The problem >>
Going through the data, count each line that has the word "skyscraper". Reply with the total and nothing more.

Source information >>
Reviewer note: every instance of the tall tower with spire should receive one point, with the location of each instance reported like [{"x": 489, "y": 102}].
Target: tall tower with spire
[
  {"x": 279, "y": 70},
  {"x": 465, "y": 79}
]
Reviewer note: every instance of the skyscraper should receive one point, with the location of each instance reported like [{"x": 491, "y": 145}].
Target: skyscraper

...

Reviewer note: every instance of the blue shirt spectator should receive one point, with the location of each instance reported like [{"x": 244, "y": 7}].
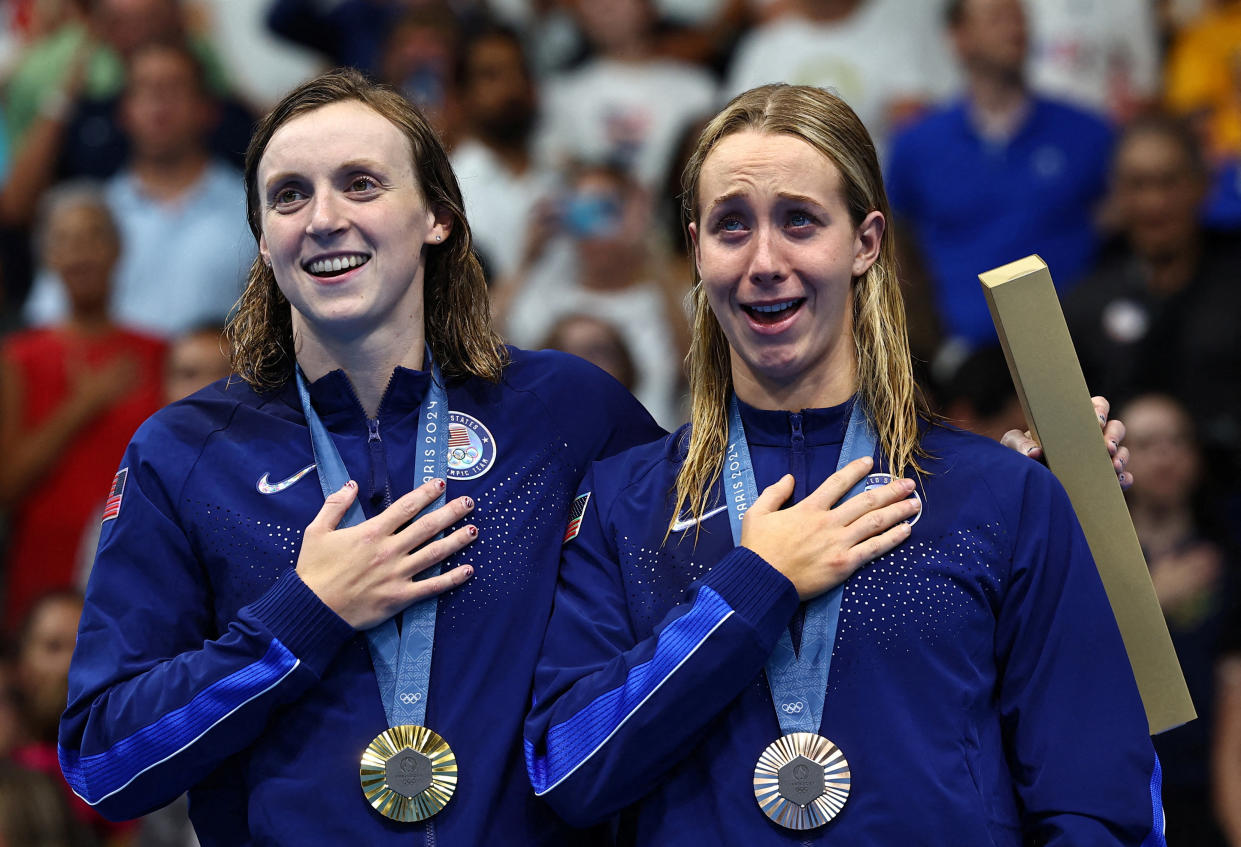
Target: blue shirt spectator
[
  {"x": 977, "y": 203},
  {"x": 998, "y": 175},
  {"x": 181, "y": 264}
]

* * *

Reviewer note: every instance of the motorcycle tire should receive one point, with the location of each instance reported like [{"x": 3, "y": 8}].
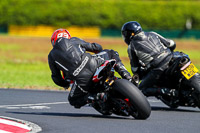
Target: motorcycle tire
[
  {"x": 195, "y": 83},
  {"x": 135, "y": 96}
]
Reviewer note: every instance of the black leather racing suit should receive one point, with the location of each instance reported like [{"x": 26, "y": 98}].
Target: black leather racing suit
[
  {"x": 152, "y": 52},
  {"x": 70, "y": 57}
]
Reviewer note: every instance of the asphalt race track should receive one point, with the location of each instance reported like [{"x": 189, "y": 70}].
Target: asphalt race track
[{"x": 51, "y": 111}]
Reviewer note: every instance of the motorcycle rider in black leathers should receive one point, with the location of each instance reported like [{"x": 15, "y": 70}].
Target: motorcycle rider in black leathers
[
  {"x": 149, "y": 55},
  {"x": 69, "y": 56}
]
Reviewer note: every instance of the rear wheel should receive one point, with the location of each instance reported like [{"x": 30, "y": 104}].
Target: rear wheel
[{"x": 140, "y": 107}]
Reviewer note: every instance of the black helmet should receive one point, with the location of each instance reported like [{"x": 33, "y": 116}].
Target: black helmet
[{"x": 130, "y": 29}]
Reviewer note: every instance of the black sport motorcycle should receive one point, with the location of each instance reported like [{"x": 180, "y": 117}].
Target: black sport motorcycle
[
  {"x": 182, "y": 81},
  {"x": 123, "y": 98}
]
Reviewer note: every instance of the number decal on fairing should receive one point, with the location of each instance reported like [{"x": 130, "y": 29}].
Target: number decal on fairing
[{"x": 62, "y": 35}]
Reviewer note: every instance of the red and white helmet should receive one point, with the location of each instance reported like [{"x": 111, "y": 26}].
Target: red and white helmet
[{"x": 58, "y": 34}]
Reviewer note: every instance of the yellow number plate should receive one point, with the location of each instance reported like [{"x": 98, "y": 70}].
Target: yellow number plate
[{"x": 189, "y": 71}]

Task solution >>
2